Rewrite the entries below from the line with "If you could spot the white" up to and including the line with "column 313, row 212", putting "gray rain cloud" in place of "white cumulus cloud" and changing nothing else. Leave the pictures out.

● Stored data:
————
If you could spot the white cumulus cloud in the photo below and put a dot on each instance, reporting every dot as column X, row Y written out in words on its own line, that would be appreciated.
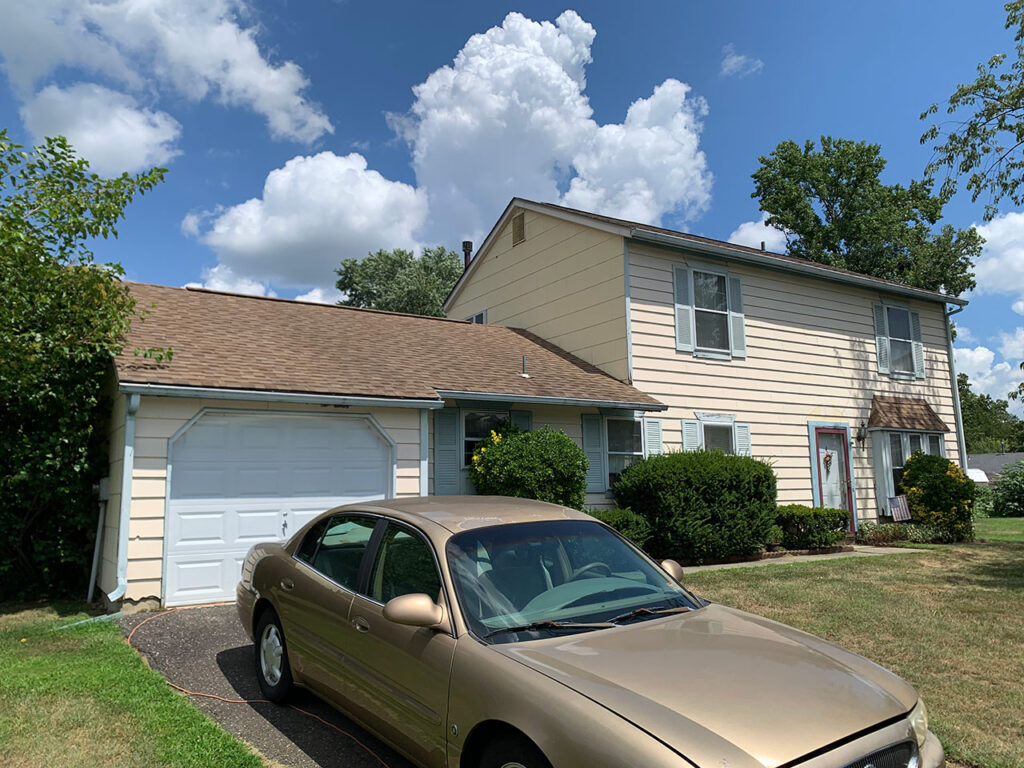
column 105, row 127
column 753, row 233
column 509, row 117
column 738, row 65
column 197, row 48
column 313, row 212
————
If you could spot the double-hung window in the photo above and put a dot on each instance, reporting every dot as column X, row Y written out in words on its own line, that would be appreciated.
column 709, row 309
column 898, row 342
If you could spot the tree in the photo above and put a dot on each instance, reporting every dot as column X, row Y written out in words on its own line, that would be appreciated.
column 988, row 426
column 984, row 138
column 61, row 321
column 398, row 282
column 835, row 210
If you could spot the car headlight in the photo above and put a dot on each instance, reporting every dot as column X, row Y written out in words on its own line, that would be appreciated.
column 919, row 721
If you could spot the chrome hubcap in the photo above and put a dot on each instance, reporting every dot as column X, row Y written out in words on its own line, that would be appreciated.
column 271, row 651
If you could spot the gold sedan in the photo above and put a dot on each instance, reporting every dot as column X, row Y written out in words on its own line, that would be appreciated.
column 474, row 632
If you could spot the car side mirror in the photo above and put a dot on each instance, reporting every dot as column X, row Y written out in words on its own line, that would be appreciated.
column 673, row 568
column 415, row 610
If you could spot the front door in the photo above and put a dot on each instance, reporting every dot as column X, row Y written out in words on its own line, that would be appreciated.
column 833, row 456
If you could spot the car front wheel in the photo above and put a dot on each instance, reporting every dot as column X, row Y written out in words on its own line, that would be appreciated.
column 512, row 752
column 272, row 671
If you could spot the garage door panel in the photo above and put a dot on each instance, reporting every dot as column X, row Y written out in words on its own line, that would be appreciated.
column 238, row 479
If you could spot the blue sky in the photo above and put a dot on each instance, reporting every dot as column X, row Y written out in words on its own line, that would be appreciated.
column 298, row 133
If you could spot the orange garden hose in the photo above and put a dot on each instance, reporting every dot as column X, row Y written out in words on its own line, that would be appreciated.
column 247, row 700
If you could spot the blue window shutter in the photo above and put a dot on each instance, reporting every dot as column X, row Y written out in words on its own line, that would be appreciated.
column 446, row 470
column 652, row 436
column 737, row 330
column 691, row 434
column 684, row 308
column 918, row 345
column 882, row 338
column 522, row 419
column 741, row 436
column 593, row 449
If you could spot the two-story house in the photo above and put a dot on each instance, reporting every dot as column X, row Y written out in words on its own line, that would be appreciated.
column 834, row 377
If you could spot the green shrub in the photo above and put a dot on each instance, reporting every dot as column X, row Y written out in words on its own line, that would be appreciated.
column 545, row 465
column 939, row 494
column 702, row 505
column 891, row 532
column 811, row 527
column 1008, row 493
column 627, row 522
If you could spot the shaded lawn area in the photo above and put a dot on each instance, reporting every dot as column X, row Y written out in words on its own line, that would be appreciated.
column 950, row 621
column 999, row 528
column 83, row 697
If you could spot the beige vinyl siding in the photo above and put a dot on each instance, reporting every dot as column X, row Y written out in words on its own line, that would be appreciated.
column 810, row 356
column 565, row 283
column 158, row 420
————
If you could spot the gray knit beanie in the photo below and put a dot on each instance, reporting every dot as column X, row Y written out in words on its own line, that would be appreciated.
————
● Task response:
If you could spot the gray rain cloud in the photo below and put a dot on each instance, reporting every dot as column X, row Y written out in words on its own line, that would be appreciated.
column 105, row 127
column 753, row 233
column 509, row 117
column 738, row 65
column 197, row 48
column 313, row 212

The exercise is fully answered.